━━ DATASET RECORDS ━━

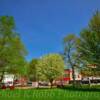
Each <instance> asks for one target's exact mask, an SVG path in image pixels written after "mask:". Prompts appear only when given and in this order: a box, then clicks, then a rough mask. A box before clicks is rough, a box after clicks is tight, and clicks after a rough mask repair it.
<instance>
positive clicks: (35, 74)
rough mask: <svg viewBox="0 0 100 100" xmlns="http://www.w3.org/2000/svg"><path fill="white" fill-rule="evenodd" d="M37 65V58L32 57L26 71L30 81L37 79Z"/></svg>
mask: <svg viewBox="0 0 100 100" xmlns="http://www.w3.org/2000/svg"><path fill="white" fill-rule="evenodd" d="M37 65H38V59H32V61H31V62H30V64H29V68H28V73H29V76H30V79H31V80H32V81H37V73H38V72H37Z"/></svg>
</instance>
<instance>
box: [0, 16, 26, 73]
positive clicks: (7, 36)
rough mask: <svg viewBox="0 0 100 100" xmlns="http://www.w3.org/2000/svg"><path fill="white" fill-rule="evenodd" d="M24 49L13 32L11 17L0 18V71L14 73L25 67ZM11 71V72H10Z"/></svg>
mask: <svg viewBox="0 0 100 100" xmlns="http://www.w3.org/2000/svg"><path fill="white" fill-rule="evenodd" d="M26 54H27V52H26V49H25V47H24V45H23V43H22V41H21V39H20V36H19V34H18V33H17V32H16V31H15V22H14V18H13V17H12V16H1V17H0V69H1V70H2V71H3V72H4V71H5V70H6V71H12V72H13V71H14V73H15V72H16V71H17V72H19V71H18V70H17V69H19V67H21V68H22V67H23V66H24V65H25V62H26V61H25V55H26ZM10 69H11V70H10Z"/></svg>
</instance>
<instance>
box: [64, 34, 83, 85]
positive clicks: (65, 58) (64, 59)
mask: <svg viewBox="0 0 100 100" xmlns="http://www.w3.org/2000/svg"><path fill="white" fill-rule="evenodd" d="M63 45H64V53H63V55H64V60H65V63H66V62H67V66H68V65H69V66H70V68H71V69H72V78H73V86H75V84H76V78H75V69H76V68H79V67H80V66H79V65H80V60H79V59H80V57H81V54H80V53H78V52H77V45H78V38H77V37H76V36H75V35H74V34H69V35H67V36H65V37H64V39H63Z"/></svg>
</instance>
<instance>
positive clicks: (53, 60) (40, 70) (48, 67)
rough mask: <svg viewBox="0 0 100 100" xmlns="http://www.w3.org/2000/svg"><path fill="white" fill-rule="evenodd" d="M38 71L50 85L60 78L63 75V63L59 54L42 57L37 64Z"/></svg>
mask: <svg viewBox="0 0 100 100" xmlns="http://www.w3.org/2000/svg"><path fill="white" fill-rule="evenodd" d="M38 70H39V72H40V73H41V75H43V76H44V77H45V78H46V79H47V80H48V81H49V82H50V83H51V88H52V83H53V81H54V80H55V79H57V78H59V77H62V75H63V73H64V61H63V59H62V57H61V56H60V55H59V54H48V55H45V56H43V57H42V58H41V59H40V61H39V63H38Z"/></svg>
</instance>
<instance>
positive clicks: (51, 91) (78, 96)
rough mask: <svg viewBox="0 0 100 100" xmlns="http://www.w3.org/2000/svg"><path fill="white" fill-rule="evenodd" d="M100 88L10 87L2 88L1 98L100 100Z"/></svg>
mask: <svg viewBox="0 0 100 100" xmlns="http://www.w3.org/2000/svg"><path fill="white" fill-rule="evenodd" d="M99 90H100V89H99ZM99 90H95V91H94V90H92V89H90V90H89V89H73V88H65V89H59V88H55V89H14V90H9V89H8V90H0V100H100V92H99Z"/></svg>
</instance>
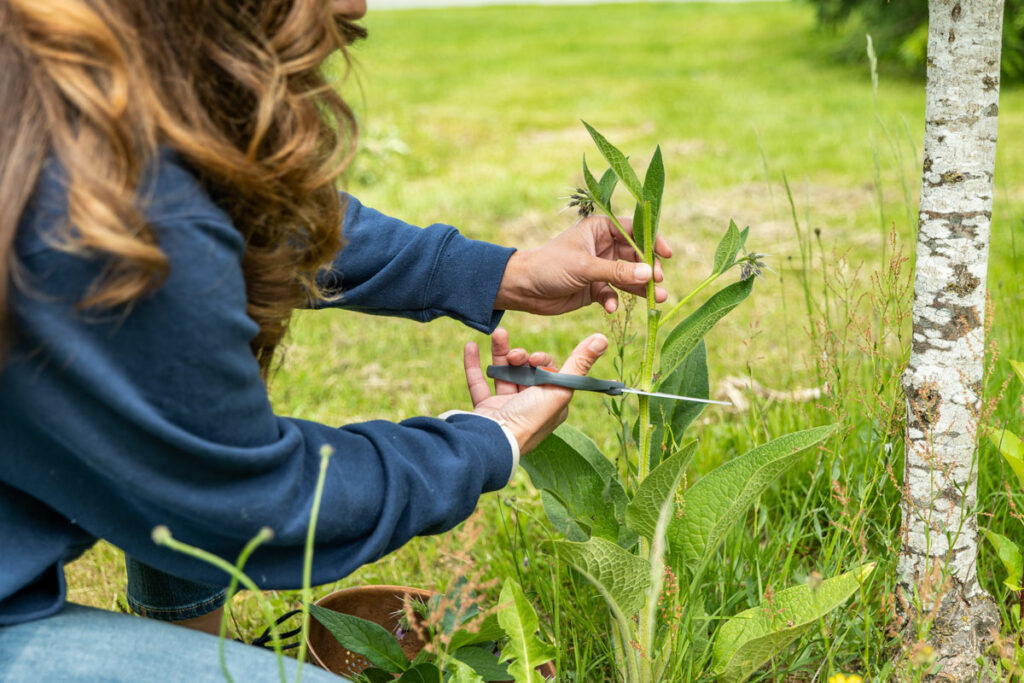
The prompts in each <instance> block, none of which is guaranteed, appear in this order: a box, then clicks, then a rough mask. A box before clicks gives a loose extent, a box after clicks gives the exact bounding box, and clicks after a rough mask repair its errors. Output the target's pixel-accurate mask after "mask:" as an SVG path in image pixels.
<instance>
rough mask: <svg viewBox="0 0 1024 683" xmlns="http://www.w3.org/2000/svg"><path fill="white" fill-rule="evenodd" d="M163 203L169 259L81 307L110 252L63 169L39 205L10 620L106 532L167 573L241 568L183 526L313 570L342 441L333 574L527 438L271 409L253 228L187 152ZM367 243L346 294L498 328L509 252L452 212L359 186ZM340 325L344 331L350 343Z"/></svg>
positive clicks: (12, 400) (14, 484) (16, 462)
mask: <svg viewBox="0 0 1024 683" xmlns="http://www.w3.org/2000/svg"><path fill="white" fill-rule="evenodd" d="M145 197H146V198H147V200H146V201H147V206H146V208H145V214H146V217H147V219H148V221H150V223H151V224H152V225H153V227H154V229H155V231H156V234H157V238H158V240H159V242H160V245H161V247H162V249H163V250H164V251H165V253H166V254H167V256H168V259H169V262H170V272H169V275H168V278H167V280H166V282H165V283H164V284H163V286H162V287H161V288H160V289H159V290H158V291H157V292H156V293H154V294H153V295H150V296H146V297H144V298H143V299H141V300H139V301H137V302H135V303H134V304H133V305H132V306H130V307H129V308H127V309H121V310H116V311H113V312H100V313H97V312H95V311H92V312H83V311H80V310H77V309H76V308H75V304H76V302H77V301H79V300H80V299H81V297H82V294H83V293H84V292H85V291H86V290H87V288H88V287H89V285H90V284H91V283H92V282H93V281H94V280H95V278H96V276H97V275H98V274H99V273H100V272H101V269H102V267H103V261H102V258H101V257H95V258H87V257H83V256H81V255H73V254H68V253H65V252H62V251H60V250H59V249H57V248H55V247H54V242H53V240H52V237H53V234H54V230H55V229H56V228H58V226H59V225H60V224H61V222H62V221H66V220H67V197H66V188H65V184H63V182H62V180H61V174H60V172H59V171H58V170H56V169H54V168H53V167H49V168H47V169H46V171H45V172H44V174H43V177H42V179H41V180H40V183H39V186H38V188H37V190H36V194H35V196H34V199H33V201H32V202H31V204H30V206H29V208H28V209H27V211H26V212H25V214H24V215H23V216H22V220H20V224H19V228H18V234H17V237H16V244H15V249H16V255H17V260H18V262H19V263H20V265H22V268H23V270H22V274H23V281H24V287H20V288H18V289H17V291H16V292H15V293H14V295H13V299H12V302H11V303H12V315H13V324H14V328H15V329H16V331H17V332H16V334H15V335H14V340H13V346H12V348H11V350H10V352H9V353H8V356H7V359H6V362H5V365H4V366H3V368H2V370H0V625H4V624H16V623H19V622H25V621H29V620H33V618H39V617H43V616H47V615H49V614H52V613H53V612H55V611H57V610H58V609H59V608H60V606H61V604H62V603H63V600H65V593H66V587H65V579H63V569H62V567H63V565H65V564H66V563H67V562H69V561H71V560H73V559H74V558H75V557H77V556H78V555H80V554H81V553H82V552H83V551H84V550H85V549H87V548H88V547H89V546H91V545H92V544H93V543H94V542H95V540H96V539H106V540H108V541H110V542H111V543H113V544H114V545H116V546H118V547H120V548H122V549H124V550H125V551H126V552H128V553H130V554H131V555H134V556H135V557H137V558H138V559H140V560H141V561H143V562H145V563H146V564H150V565H152V566H154V567H157V568H159V569H162V570H164V571H167V572H169V573H172V574H175V575H178V577H181V578H184V579H189V580H194V581H199V582H204V583H208V584H225V583H226V577H225V575H224V574H223V572H221V571H220V570H219V569H216V568H214V567H212V566H210V565H208V564H205V563H202V562H199V561H197V560H194V559H190V558H189V557H187V556H184V555H181V554H177V553H174V552H172V551H169V550H167V549H164V548H161V547H158V546H156V545H155V544H154V543H153V541H152V540H151V531H152V529H153V528H154V526H157V525H158V524H166V525H167V526H169V527H170V529H171V531H172V532H173V535H174V536H175V537H176V538H178V539H180V540H181V541H184V542H186V543H189V544H193V545H196V546H199V547H201V548H204V549H206V550H209V551H211V552H213V553H216V554H217V555H220V556H221V557H225V558H229V559H233V558H234V556H236V555H237V554H238V553H239V551H240V550H241V549H242V547H243V546H244V545H245V543H246V541H247V540H249V539H250V538H252V537H253V536H255V535H256V532H257V530H258V529H259V528H260V527H261V526H269V527H271V528H272V529H273V531H274V538H273V541H272V542H270V543H269V544H267V545H266V546H264V547H262V548H260V549H259V550H258V551H257V552H256V553H255V554H254V555H253V557H252V559H251V560H250V561H249V563H248V565H247V567H246V570H247V572H248V573H249V574H250V575H251V577H252V578H253V579H254V580H255V581H256V582H257V583H259V584H260V585H261V586H262V587H264V588H298V587H299V586H301V575H302V571H301V568H302V546H303V542H304V538H305V533H306V526H307V521H308V518H309V511H310V505H311V501H312V490H313V486H314V483H315V479H316V474H317V470H318V467H319V456H318V453H319V451H321V447H322V446H324V445H325V444H327V445H330V446H331V447H332V449H333V450H334V457H333V458H332V459H331V462H330V468H329V470H328V474H327V482H326V486H325V490H324V503H323V505H322V507H321V512H319V522H318V524H317V527H316V545H315V554H314V564H313V577H312V580H313V583H314V584H318V583H327V582H330V581H335V580H337V579H339V578H341V577H344V575H345V574H347V573H350V572H351V571H352V570H354V569H355V568H356V567H358V566H359V565H361V564H365V563H367V562H371V561H373V560H375V559H378V558H380V557H381V556H383V555H385V554H387V553H388V552H390V551H392V550H394V549H395V548H397V547H399V546H401V545H402V544H403V543H406V542H407V541H409V540H410V539H411V538H413V537H415V536H418V535H424V533H436V532H440V531H442V530H445V529H449V528H451V527H452V526H454V525H455V524H457V523H458V522H459V521H461V520H462V519H464V518H465V517H467V516H468V515H469V514H470V513H471V512H472V511H473V509H474V507H475V506H476V502H477V499H478V497H479V496H480V494H481V493H484V492H488V490H494V489H497V488H500V487H502V486H503V485H505V483H506V482H507V481H508V479H509V476H510V470H511V468H512V460H513V456H512V452H511V447H510V445H509V442H508V440H507V439H506V436H505V434H504V433H503V431H502V429H501V427H499V426H498V424H497V423H496V422H493V421H490V420H487V419H485V418H481V417H478V416H472V415H457V416H454V417H451V418H449V419H447V420H439V419H434V418H414V419H411V420H406V421H403V422H400V423H397V424H395V423H390V422H384V421H374V422H366V423H360V424H350V425H345V426H341V427H336V426H330V425H322V424H316V423H313V422H307V421H303V420H296V419H291V418H286V417H279V416H276V415H274V413H273V411H272V410H271V408H270V402H269V400H268V398H267V393H266V389H265V387H264V384H263V382H262V380H261V378H260V373H259V368H258V366H257V364H256V360H255V358H254V357H253V355H252V353H251V351H250V348H249V342H250V340H251V339H252V338H253V336H254V335H255V334H256V332H257V326H256V325H255V323H253V322H252V319H250V318H249V317H248V316H247V315H246V294H245V283H244V281H243V274H242V267H241V260H242V255H243V252H244V250H245V244H244V241H243V238H242V236H241V234H240V233H239V231H238V230H237V229H236V228H234V227H233V226H232V225H231V222H230V220H229V218H228V217H227V216H226V215H225V214H224V213H223V212H222V211H221V210H220V209H218V207H217V206H215V205H214V204H213V203H212V202H211V201H210V199H209V198H208V196H207V195H206V194H205V193H204V190H203V188H202V187H201V185H200V184H199V182H198V181H197V178H196V177H195V175H194V174H193V173H191V172H190V170H189V169H188V168H187V167H186V166H185V165H184V164H182V163H181V162H180V160H178V159H177V158H176V157H175V156H174V155H172V154H163V155H162V156H161V160H160V164H159V166H158V168H157V169H156V173H155V177H154V179H153V180H152V185H151V189H150V191H147V193H145ZM344 225H345V237H346V239H347V241H348V245H347V246H346V247H345V248H344V249H343V250H342V252H341V253H340V255H339V256H338V258H337V260H336V261H335V263H334V266H333V269H332V273H331V276H332V279H333V280H335V281H336V282H340V284H341V285H342V287H343V290H344V295H343V297H342V299H341V300H340V301H339V302H338V303H337V304H332V305H338V306H341V307H344V308H349V309H352V310H359V311H364V312H368V313H379V314H387V315H400V316H404V317H411V318H414V319H418V321H429V319H431V318H434V317H437V316H438V315H449V316H452V317H455V318H457V319H460V321H462V322H463V323H465V324H467V325H469V326H470V327H472V328H474V329H476V330H480V331H483V332H489V331H492V330H493V329H494V327H495V326H496V325H497V323H498V319H499V317H500V313H498V312H496V311H494V309H493V308H494V302H495V297H496V295H497V292H498V287H499V284H500V282H501V278H502V274H503V272H504V269H505V264H506V262H507V260H508V258H509V256H510V254H511V252H512V250H510V249H504V248H501V247H496V246H493V245H488V244H484V243H479V242H474V241H470V240H467V239H465V238H463V237H462V236H460V234H459V233H458V232H457V231H456V230H455V228H453V227H451V226H446V225H431V226H430V227H427V228H423V229H421V228H417V227H413V226H411V225H407V224H406V223H402V222H400V221H397V220H395V219H393V218H388V217H386V216H384V215H382V214H380V213H378V212H376V211H374V210H372V209H369V208H366V207H362V206H361V205H360V204H359V203H358V202H357V201H356V200H355V199H353V198H349V199H348V206H347V211H346V215H345V221H344ZM340 343H343V342H340Z"/></svg>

━━━

#### REQUIREMENT
Write out the records above exactly. Begin with the first line, end with the line holding "box: [64, 34, 83, 85]", and drop the pictures.

#### SOLUTION
Each <instance> asks for one target's exact mask, an SVG path in image pixels written after "mask:". Prompts appear only when given and in this order: a box, then clicks, then a rough mask. A box before clicks is rough, a box after clicks is tight, and clicks after a rough mask repair it.
<instance>
positive clicks: (35, 74)
rough mask: <svg viewBox="0 0 100 100" xmlns="http://www.w3.org/2000/svg"><path fill="white" fill-rule="evenodd" d="M37 65V58L32 57L26 71L30 81L37 79Z"/></svg>
mask: <svg viewBox="0 0 100 100" xmlns="http://www.w3.org/2000/svg"><path fill="white" fill-rule="evenodd" d="M37 65H38V59H32V61H31V62H30V64H29V68H28V73H29V76H30V79H31V80H32V81H37V73H38V72H37Z"/></svg>
</instance>
<instance>
box: [0, 16, 26, 73]
positive clicks: (7, 36)
rough mask: <svg viewBox="0 0 100 100" xmlns="http://www.w3.org/2000/svg"><path fill="white" fill-rule="evenodd" d="M24 49L13 32L11 17L0 18V71L14 73L25 67ZM11 71V72H10Z"/></svg>
mask: <svg viewBox="0 0 100 100" xmlns="http://www.w3.org/2000/svg"><path fill="white" fill-rule="evenodd" d="M26 54H27V52H26V49H25V47H24V45H23V43H22V41H21V39H20V36H19V34H18V33H17V32H16V31H15V22H14V18H13V17H12V16H1V17H0V69H1V70H2V71H3V72H4V71H5V70H6V71H12V72H13V71H14V73H15V72H16V71H17V72H19V71H18V70H17V69H19V67H21V68H22V67H23V66H24V65H25V62H26V61H25V55H26ZM10 69H11V70H10Z"/></svg>
</instance>
<instance>
box: [64, 34, 83, 85]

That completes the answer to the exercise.